#### Data under study
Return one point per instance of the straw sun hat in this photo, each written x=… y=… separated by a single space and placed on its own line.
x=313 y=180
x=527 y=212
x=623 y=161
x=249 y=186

#### What the exercise asks
Output the listing above in full, exactly as written.

#### Result of this task
Return one point per instance of the straw sun hat in this photo, each written x=… y=… separated by a single space and placed on its own line.
x=313 y=180
x=527 y=212
x=623 y=161
x=249 y=186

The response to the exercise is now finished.